◆ The request:
Please continue the article below on painting with muddy colors, picking up right after its last sentence.

◆ Provided text:
Painting With Mud
I saw a post on Facebook recently showing artists how to avoid their colours turning into mud on the palette. The argument was that it was important to keep colours bright and fresh. I thought about that and realised that a lot of my paintings and palettes are certainly muddy - particularly those of the rainy-day kind. Of course, it depends on what you are painting and what you intend your finished painting to look like.
If you are after a bright floral painting, then mud is not going to get you home. There are times when you need clean colours that are not tainted by other colours. Having said that, it should not be the universal aim that all paintings should have bright and fresh colours and sometimes, we can just be too careful.
Not long ago I was watching a famous oil painter at work. He only had half a dozen basic colours on his palette and he didn't mind in the least that some colours were being tainted by others. In fact, the landscape he produced was magnificent and unified. Having bits of the same colour on the ground and in the sky can be very effective. It just depends on what kind of painter you are and what kind of painting you are hoping for.
Some of the world's best watercolourists love the mud or dirty colour left on the palette from previous paintings, whereas other artists wouldn't dream of using it!

◆ Material supplied:
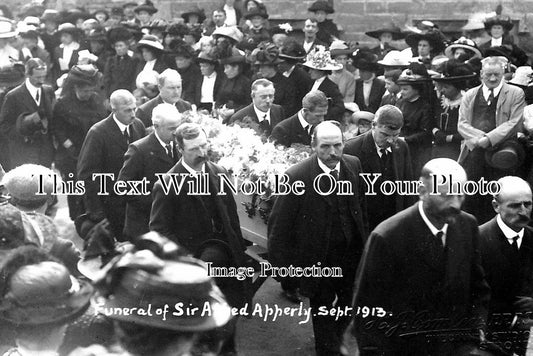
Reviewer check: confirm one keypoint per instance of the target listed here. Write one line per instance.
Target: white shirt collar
(189, 168)
(486, 91)
(302, 120)
(431, 227)
(508, 232)
(261, 115)
(326, 169)
(121, 126)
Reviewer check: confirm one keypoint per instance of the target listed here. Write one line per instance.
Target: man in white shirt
(506, 247)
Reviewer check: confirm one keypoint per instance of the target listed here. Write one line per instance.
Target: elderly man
(322, 230)
(155, 153)
(419, 266)
(299, 128)
(169, 84)
(506, 247)
(26, 116)
(103, 153)
(262, 110)
(384, 158)
(489, 115)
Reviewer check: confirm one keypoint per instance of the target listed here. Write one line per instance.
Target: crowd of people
(94, 105)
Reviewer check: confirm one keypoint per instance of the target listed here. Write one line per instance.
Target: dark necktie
(169, 151)
(514, 245)
(439, 238)
(127, 135)
(334, 173)
(491, 97)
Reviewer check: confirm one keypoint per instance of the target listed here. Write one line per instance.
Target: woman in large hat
(416, 91)
(385, 35)
(345, 80)
(152, 54)
(78, 108)
(452, 82)
(327, 29)
(426, 46)
(234, 92)
(320, 66)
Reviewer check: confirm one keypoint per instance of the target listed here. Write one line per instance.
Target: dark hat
(321, 5)
(84, 74)
(464, 43)
(256, 12)
(28, 124)
(508, 155)
(98, 34)
(194, 10)
(366, 60)
(177, 29)
(504, 21)
(178, 48)
(434, 37)
(207, 58)
(148, 6)
(154, 275)
(11, 76)
(266, 54)
(119, 34)
(50, 15)
(150, 41)
(44, 293)
(415, 74)
(453, 71)
(391, 28)
(292, 51)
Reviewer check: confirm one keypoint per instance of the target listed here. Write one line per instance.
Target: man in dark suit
(322, 230)
(169, 92)
(369, 89)
(299, 128)
(206, 225)
(25, 118)
(420, 277)
(506, 247)
(152, 154)
(103, 152)
(262, 110)
(380, 152)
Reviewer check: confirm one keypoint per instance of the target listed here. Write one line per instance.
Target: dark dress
(234, 92)
(417, 130)
(72, 120)
(446, 117)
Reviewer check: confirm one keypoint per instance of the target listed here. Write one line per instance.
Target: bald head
(514, 202)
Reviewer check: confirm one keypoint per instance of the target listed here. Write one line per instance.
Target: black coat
(103, 152)
(299, 227)
(277, 114)
(290, 131)
(144, 112)
(144, 159)
(120, 73)
(364, 148)
(376, 94)
(405, 271)
(335, 100)
(38, 148)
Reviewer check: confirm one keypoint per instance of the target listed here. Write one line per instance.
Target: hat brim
(396, 35)
(448, 52)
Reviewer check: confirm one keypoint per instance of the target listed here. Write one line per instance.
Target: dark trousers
(332, 292)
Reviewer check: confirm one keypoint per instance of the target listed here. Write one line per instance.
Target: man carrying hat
(382, 153)
(26, 116)
(385, 36)
(489, 115)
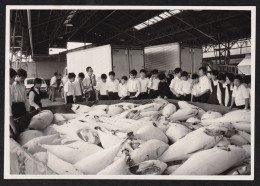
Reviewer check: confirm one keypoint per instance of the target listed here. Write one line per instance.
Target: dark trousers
(113, 95)
(79, 99)
(70, 99)
(186, 98)
(153, 94)
(204, 98)
(103, 97)
(18, 109)
(143, 95)
(52, 93)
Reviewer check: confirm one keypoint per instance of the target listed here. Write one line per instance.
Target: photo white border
(7, 174)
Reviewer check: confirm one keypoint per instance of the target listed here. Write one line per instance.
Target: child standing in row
(153, 85)
(123, 89)
(102, 87)
(112, 86)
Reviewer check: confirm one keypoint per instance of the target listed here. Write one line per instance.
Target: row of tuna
(158, 138)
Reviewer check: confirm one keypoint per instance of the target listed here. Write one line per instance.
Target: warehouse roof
(53, 28)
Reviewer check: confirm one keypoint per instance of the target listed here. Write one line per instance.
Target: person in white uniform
(144, 84)
(134, 85)
(102, 87)
(176, 84)
(240, 95)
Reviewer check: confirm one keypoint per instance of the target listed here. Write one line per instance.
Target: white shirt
(18, 94)
(195, 89)
(122, 90)
(186, 86)
(154, 83)
(53, 81)
(102, 87)
(78, 88)
(31, 99)
(87, 81)
(134, 85)
(204, 83)
(69, 88)
(240, 94)
(112, 86)
(144, 84)
(176, 85)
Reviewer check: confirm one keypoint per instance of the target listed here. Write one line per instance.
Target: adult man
(53, 86)
(88, 83)
(204, 85)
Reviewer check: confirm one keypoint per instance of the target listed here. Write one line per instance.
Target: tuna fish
(168, 110)
(41, 120)
(149, 150)
(211, 115)
(61, 167)
(195, 141)
(212, 161)
(119, 167)
(28, 135)
(150, 167)
(98, 161)
(176, 131)
(150, 132)
(33, 146)
(183, 114)
(73, 152)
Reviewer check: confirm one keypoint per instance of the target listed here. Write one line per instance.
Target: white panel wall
(162, 57)
(191, 62)
(99, 58)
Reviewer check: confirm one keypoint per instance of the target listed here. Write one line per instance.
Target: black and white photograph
(130, 92)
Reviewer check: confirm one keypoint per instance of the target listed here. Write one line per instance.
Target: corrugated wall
(162, 57)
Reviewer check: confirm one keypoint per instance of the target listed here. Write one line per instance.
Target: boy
(35, 95)
(240, 95)
(12, 74)
(185, 87)
(163, 88)
(153, 85)
(69, 90)
(195, 88)
(144, 85)
(204, 85)
(134, 85)
(102, 87)
(53, 86)
(112, 86)
(20, 103)
(123, 89)
(176, 83)
(79, 87)
(88, 83)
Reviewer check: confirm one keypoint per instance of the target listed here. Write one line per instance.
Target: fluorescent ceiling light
(156, 19)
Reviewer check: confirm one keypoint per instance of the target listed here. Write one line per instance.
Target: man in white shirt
(153, 85)
(134, 85)
(112, 86)
(35, 95)
(176, 84)
(186, 85)
(69, 90)
(204, 85)
(53, 86)
(102, 87)
(88, 83)
(123, 89)
(144, 81)
(79, 87)
(240, 95)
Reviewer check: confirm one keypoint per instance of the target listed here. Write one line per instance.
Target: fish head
(150, 167)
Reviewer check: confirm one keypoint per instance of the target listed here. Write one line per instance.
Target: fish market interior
(163, 92)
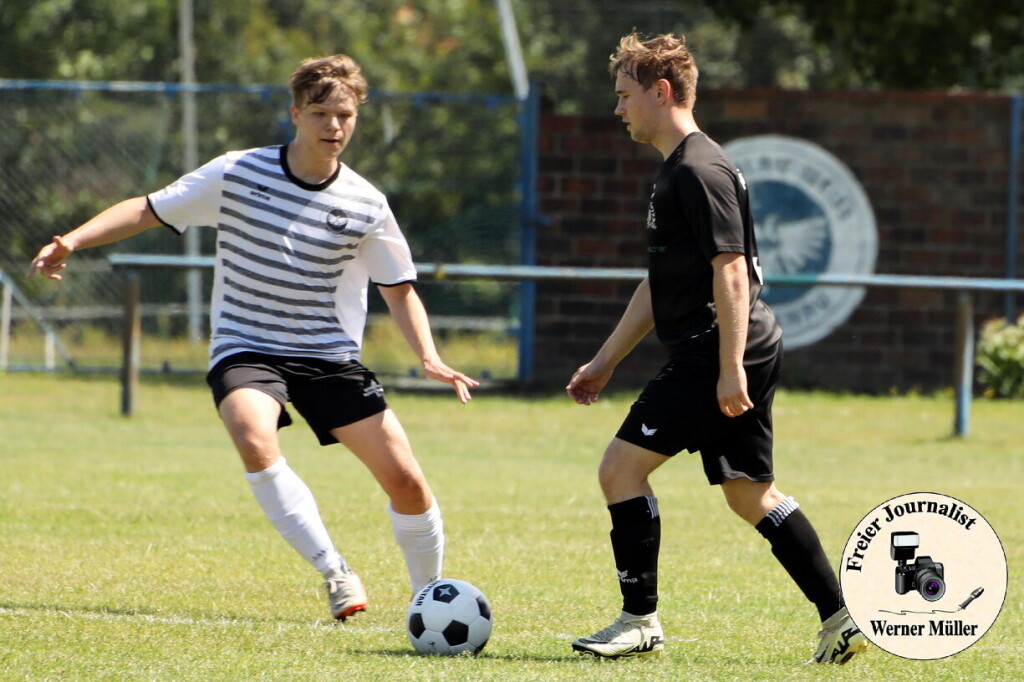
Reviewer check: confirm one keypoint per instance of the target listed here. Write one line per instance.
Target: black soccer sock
(796, 545)
(636, 538)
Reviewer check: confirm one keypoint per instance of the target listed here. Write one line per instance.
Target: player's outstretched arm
(408, 311)
(120, 221)
(732, 306)
(636, 323)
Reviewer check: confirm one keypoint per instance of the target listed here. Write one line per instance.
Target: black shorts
(678, 410)
(327, 394)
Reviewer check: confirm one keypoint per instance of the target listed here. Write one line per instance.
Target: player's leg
(251, 418)
(380, 442)
(792, 537)
(795, 543)
(636, 539)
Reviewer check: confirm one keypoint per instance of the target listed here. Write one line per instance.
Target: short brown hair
(315, 79)
(649, 60)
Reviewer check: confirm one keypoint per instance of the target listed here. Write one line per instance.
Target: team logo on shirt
(811, 217)
(336, 220)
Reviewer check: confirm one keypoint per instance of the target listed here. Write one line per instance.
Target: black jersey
(699, 208)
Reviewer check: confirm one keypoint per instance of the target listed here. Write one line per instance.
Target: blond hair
(665, 56)
(316, 79)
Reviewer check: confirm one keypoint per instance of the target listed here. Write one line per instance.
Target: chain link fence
(449, 164)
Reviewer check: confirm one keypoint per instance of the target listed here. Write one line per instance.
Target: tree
(905, 44)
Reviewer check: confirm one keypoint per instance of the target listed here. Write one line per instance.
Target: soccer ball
(448, 617)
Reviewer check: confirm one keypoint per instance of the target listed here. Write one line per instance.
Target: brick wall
(934, 166)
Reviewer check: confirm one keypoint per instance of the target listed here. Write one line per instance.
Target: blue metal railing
(965, 287)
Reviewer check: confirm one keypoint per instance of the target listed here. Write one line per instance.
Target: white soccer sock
(421, 538)
(289, 505)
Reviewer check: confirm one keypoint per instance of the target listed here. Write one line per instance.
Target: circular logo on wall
(812, 217)
(924, 576)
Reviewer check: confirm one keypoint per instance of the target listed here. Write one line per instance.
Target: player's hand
(49, 260)
(732, 397)
(461, 383)
(587, 382)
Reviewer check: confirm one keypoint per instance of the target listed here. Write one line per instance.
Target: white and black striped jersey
(294, 260)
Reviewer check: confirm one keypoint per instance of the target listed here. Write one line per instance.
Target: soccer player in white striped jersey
(300, 236)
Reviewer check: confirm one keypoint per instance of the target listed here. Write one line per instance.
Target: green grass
(130, 549)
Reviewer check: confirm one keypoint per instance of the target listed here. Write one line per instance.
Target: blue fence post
(1013, 202)
(529, 121)
(965, 363)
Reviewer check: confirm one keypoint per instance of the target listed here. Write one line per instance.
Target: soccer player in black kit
(715, 393)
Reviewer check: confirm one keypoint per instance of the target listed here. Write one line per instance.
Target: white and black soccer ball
(448, 617)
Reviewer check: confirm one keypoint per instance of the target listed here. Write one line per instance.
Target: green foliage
(1000, 357)
(905, 44)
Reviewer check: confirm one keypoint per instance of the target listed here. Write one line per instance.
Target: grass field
(130, 549)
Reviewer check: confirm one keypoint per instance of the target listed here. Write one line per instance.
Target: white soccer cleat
(841, 639)
(629, 636)
(345, 594)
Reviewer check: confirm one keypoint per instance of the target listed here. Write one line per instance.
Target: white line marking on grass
(177, 620)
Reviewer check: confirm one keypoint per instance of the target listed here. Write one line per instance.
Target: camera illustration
(924, 574)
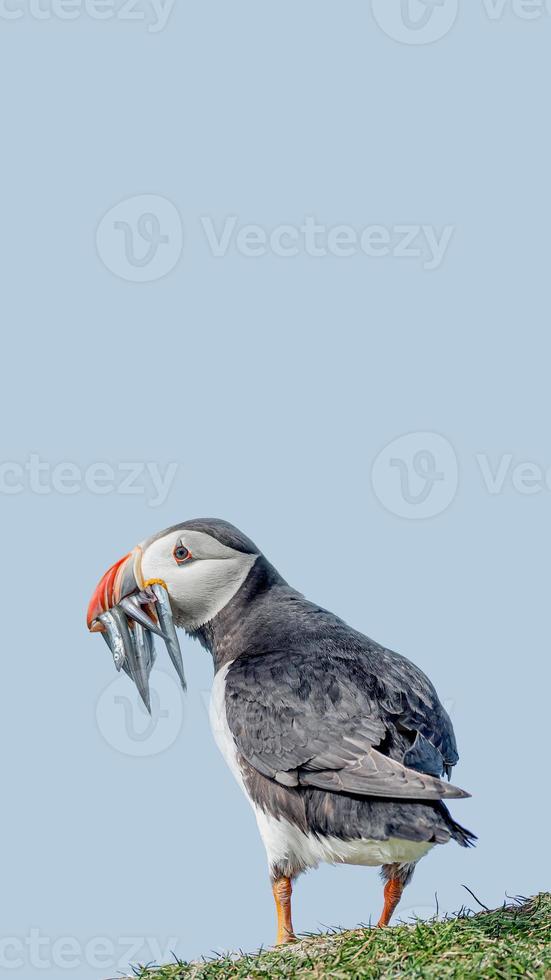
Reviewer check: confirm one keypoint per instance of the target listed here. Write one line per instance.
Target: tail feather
(464, 837)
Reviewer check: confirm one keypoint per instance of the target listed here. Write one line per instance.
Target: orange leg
(282, 890)
(393, 894)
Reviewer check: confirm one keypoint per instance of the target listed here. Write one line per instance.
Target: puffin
(340, 745)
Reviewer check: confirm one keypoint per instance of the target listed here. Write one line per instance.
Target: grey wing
(325, 721)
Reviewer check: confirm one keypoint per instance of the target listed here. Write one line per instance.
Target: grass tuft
(513, 941)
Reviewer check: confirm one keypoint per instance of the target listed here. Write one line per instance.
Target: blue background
(274, 384)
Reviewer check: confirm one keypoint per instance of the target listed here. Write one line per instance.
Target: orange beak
(122, 579)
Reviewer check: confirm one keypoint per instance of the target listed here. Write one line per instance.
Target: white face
(201, 575)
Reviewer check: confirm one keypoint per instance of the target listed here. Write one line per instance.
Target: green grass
(513, 941)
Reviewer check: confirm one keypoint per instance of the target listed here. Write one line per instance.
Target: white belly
(284, 842)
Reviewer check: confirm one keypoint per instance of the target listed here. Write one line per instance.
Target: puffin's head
(184, 575)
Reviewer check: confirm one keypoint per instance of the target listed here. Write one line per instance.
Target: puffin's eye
(181, 553)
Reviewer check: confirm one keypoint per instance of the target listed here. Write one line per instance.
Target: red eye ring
(181, 554)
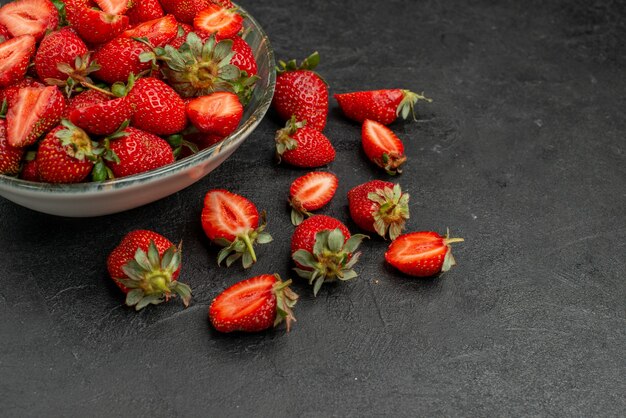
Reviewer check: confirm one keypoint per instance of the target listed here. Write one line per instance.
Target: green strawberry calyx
(150, 277)
(333, 258)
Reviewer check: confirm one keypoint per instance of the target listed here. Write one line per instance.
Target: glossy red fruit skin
(158, 108)
(125, 252)
(304, 236)
(138, 152)
(55, 165)
(62, 46)
(304, 94)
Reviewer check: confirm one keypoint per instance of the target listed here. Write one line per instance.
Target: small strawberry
(232, 221)
(422, 254)
(324, 251)
(218, 113)
(145, 265)
(301, 92)
(379, 206)
(138, 151)
(311, 192)
(253, 305)
(32, 112)
(302, 146)
(15, 55)
(382, 106)
(29, 17)
(382, 147)
(158, 108)
(65, 155)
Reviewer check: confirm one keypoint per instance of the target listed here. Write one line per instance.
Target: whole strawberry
(302, 146)
(301, 92)
(145, 266)
(422, 254)
(232, 221)
(379, 206)
(253, 305)
(324, 251)
(382, 106)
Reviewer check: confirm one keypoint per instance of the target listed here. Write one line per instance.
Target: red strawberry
(232, 221)
(119, 58)
(94, 26)
(10, 157)
(218, 113)
(382, 106)
(421, 254)
(32, 112)
(15, 54)
(146, 265)
(253, 305)
(302, 146)
(301, 92)
(29, 17)
(311, 192)
(145, 10)
(379, 206)
(158, 31)
(139, 151)
(65, 155)
(158, 108)
(382, 147)
(324, 251)
(244, 56)
(224, 22)
(58, 47)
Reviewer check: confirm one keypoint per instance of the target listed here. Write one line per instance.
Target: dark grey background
(521, 153)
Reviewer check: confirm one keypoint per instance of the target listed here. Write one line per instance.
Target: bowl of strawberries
(106, 107)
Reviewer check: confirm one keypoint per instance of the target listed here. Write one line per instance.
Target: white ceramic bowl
(94, 199)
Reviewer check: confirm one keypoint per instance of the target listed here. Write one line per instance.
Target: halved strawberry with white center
(382, 146)
(253, 305)
(232, 221)
(29, 17)
(422, 254)
(218, 113)
(311, 192)
(15, 54)
(222, 21)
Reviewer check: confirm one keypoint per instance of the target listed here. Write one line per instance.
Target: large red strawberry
(145, 265)
(324, 251)
(301, 92)
(65, 155)
(218, 113)
(138, 151)
(382, 147)
(302, 146)
(253, 305)
(32, 112)
(382, 106)
(58, 47)
(379, 206)
(311, 192)
(15, 55)
(158, 108)
(232, 221)
(29, 17)
(422, 254)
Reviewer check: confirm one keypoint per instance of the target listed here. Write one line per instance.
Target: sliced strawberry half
(29, 17)
(311, 192)
(223, 22)
(15, 54)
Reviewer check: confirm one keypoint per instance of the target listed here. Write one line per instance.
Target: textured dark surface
(522, 153)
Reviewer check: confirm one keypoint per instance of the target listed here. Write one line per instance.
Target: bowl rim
(234, 139)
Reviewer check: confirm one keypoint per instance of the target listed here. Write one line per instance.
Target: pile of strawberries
(100, 89)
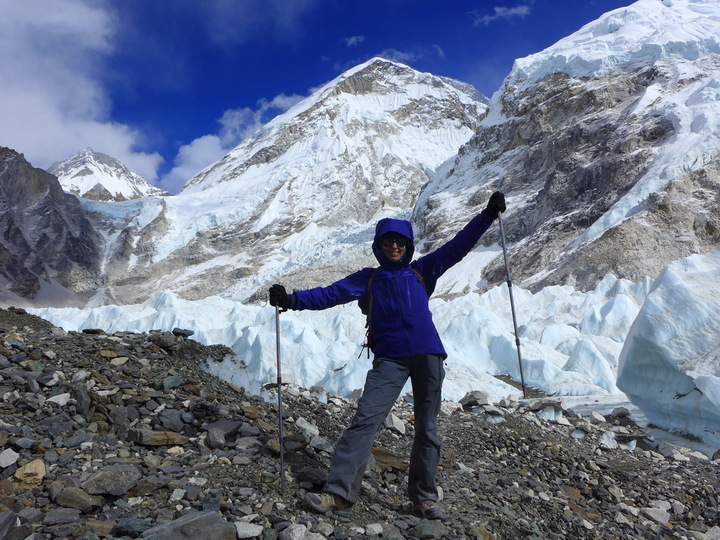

◆ Output of the exercise:
Greys can easily be misnamed as mud, and are often the heart and soul of a painting. Colour will sing when it is supported by greys and darks and paintings can lose complete focus if everything is bright and colourful. Many beautiful paintings have been produced both abstract and traditional just using greys and perhaps a few highlight colours. Greys can be mixed by using complementary colours and white or by mixing colours with black and white - both are good.
I know for instance that the palette for my rain paintings can look like a pigs wallow, but my highlight colours have to be kept clean and used with a clean brush. My beach palette is quite different and some of those main colours of sky and sea need to be clean and fresh. To suggest however, that every painting needs clean colours with no 'mud' is just wrong.
A painting full of colour can cause visual agitation and serenity in a painting with so little of it. It is a worthwhile exercise to look at the works of many artists both abstract and traditional and see how colour and greys work together.
Sometimes, mud is good!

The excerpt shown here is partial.